Point labeling dataset excerpts ->
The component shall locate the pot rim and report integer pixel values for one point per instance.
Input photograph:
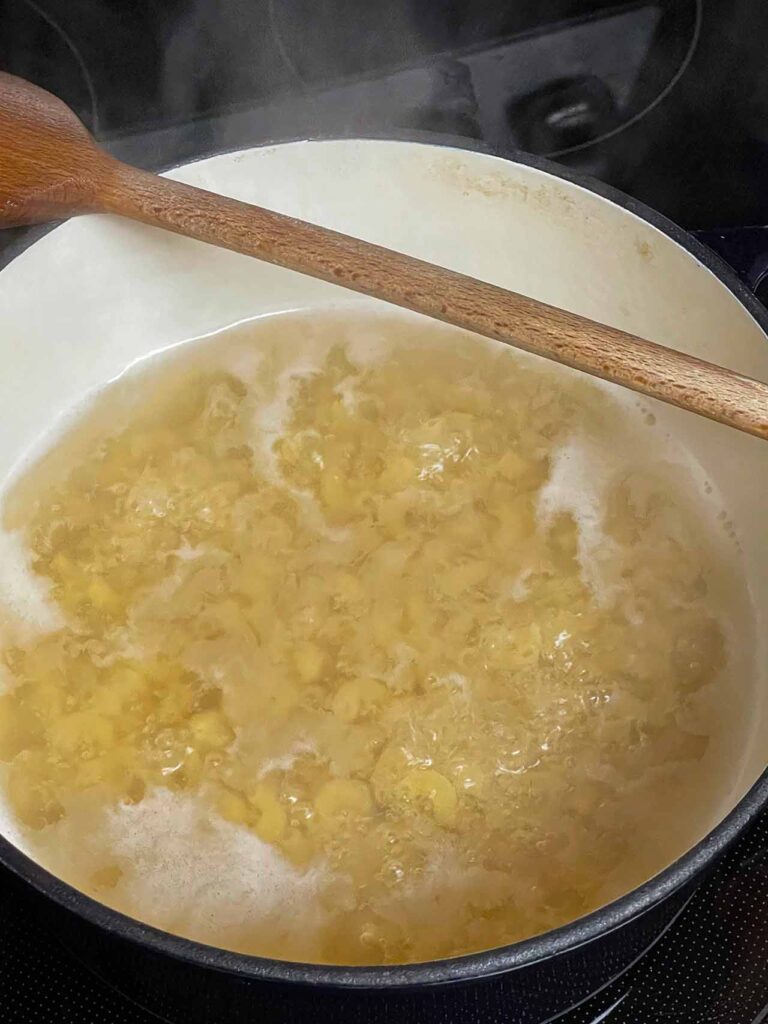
(487, 963)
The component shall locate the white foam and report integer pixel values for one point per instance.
(192, 870)
(580, 474)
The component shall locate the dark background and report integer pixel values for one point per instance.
(178, 69)
(667, 99)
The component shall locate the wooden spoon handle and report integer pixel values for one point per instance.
(603, 351)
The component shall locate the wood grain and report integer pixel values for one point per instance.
(50, 167)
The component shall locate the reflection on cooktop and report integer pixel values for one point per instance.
(710, 966)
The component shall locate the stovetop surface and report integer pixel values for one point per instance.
(710, 966)
(663, 98)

PROBLEM REQUIREMENTS -> Rewrite all the items above with every "component" swapped for "tool", leaving everything else as it is. Don't include the pictures.

RESPONSE ->
The tool shall locate the pot rim and report integer pixel values for one point per instance.
Input photograph:
(487, 963)
The tool shall locate the white foam and report integer pixel values for one point per instance.
(192, 870)
(580, 474)
The tool shall locate the dark background and report integer pixel values for one point per instance.
(178, 69)
(667, 99)
The tool shall locate the wooden spoon handle and report integer pixel values for one point per instance.
(603, 351)
The tool shall locate the wood grain and report integer pixel values for one point per instance.
(50, 167)
The tool shall locate the reflection on cooktop and report integer pixel values for one point per instance.
(710, 966)
The tool shall locate the stovetop surface and report integer pixel values for one point per instance.
(710, 966)
(663, 98)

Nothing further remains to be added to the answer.